::: DADOS FORNECIDOS

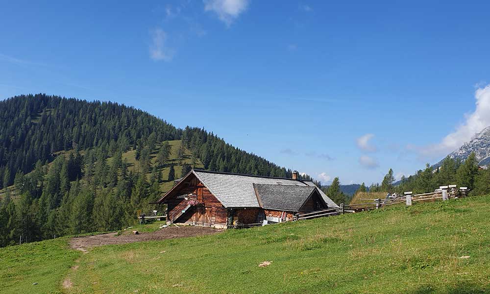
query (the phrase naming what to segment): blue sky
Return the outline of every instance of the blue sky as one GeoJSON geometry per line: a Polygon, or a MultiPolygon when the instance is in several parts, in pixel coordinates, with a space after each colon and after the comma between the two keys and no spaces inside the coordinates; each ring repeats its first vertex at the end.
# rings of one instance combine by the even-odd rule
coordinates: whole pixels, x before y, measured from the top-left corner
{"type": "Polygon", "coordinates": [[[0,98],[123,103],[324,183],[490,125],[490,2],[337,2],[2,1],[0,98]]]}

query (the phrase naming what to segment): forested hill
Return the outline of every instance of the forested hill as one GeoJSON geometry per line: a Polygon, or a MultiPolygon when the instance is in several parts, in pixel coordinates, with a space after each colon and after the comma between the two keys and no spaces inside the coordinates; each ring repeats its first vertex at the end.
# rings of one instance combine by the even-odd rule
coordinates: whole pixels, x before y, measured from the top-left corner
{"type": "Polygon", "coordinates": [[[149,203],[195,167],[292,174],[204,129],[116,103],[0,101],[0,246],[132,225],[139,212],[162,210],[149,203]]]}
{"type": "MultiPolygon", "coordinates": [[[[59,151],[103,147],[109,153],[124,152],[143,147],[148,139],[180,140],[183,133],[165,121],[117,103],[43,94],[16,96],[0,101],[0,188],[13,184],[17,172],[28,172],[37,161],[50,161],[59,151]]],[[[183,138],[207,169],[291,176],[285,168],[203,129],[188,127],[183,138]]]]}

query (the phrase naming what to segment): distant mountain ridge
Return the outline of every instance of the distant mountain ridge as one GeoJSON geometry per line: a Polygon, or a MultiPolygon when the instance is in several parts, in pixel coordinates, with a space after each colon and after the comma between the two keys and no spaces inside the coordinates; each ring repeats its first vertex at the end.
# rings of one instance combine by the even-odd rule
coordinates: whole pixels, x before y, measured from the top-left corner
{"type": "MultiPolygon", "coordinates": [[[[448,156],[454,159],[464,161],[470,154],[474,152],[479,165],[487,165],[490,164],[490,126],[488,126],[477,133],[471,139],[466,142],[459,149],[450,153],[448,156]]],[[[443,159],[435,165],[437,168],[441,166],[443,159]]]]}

::::::

**O QUE SE PEDE**
Reproduza todas as linhas acima sem nenhuma alteração, do início ao fim. Deixe as imagens de fora da resposta.

**RESULTADO DO EXERCÍCIO**
query (the phrase naming what to segment): blue sky
Return the outline of every instance of the blue sky as one GeoJSON geometry per line: a Polygon, or a MultiPolygon when the instance is in several parts, in pixel coordinates, with a space after each colon and after the comma between the two keys and no spaces inside the coordinates; each ring repeats its first vertex at the end.
# rings of one instance combine by the even-odd rule
coordinates: whole pixels, x before y, measured from the top-left corner
{"type": "Polygon", "coordinates": [[[0,98],[123,103],[324,183],[490,125],[490,2],[337,2],[2,1],[0,98]]]}

query (the phrase naming what to segment): forested hill
Return the outline of every instance of the forested hill as one GeoJSON geometry per line: a Polygon, or a MultiPolygon when the instance is in several parts, in pixel coordinates, with a space after each colon and after the comma between the two keys and no spaces inside the coordinates; each ring repeats its first vertex at the end.
# rings of one instance combine by the even-odd rule
coordinates: whole pixels, x before y, measured from the top-left corner
{"type": "Polygon", "coordinates": [[[149,203],[195,167],[292,174],[204,129],[116,103],[0,101],[0,246],[132,225],[139,212],[162,210],[149,203]]]}
{"type": "MultiPolygon", "coordinates": [[[[59,151],[103,147],[109,153],[124,152],[143,147],[148,139],[180,140],[183,133],[165,121],[117,103],[43,94],[16,96],[0,101],[0,188],[13,184],[17,172],[28,172],[37,161],[50,161],[59,151]]],[[[183,138],[207,169],[291,176],[285,168],[203,129],[188,127],[183,138]]]]}

query (the phrase naming what to segment): distant mountain ridge
Return the outline of every instance of the distant mountain ridge as one GeoJSON geometry per line: a Polygon, or a MultiPolygon when the instance is in several parts, in pixel coordinates, with a space after each colon and after the comma between the two keys and no spaces inside the coordinates; each ring repeats its first vertex at the end.
# rings of one instance combine by the even-odd rule
coordinates: whole pixels, x before y, measured from the top-left corner
{"type": "MultiPolygon", "coordinates": [[[[448,156],[454,159],[464,161],[470,154],[474,152],[479,165],[487,165],[490,164],[490,126],[488,126],[477,133],[471,139],[466,142],[459,149],[450,153],[448,156]]],[[[443,159],[435,165],[437,168],[441,166],[443,159]]]]}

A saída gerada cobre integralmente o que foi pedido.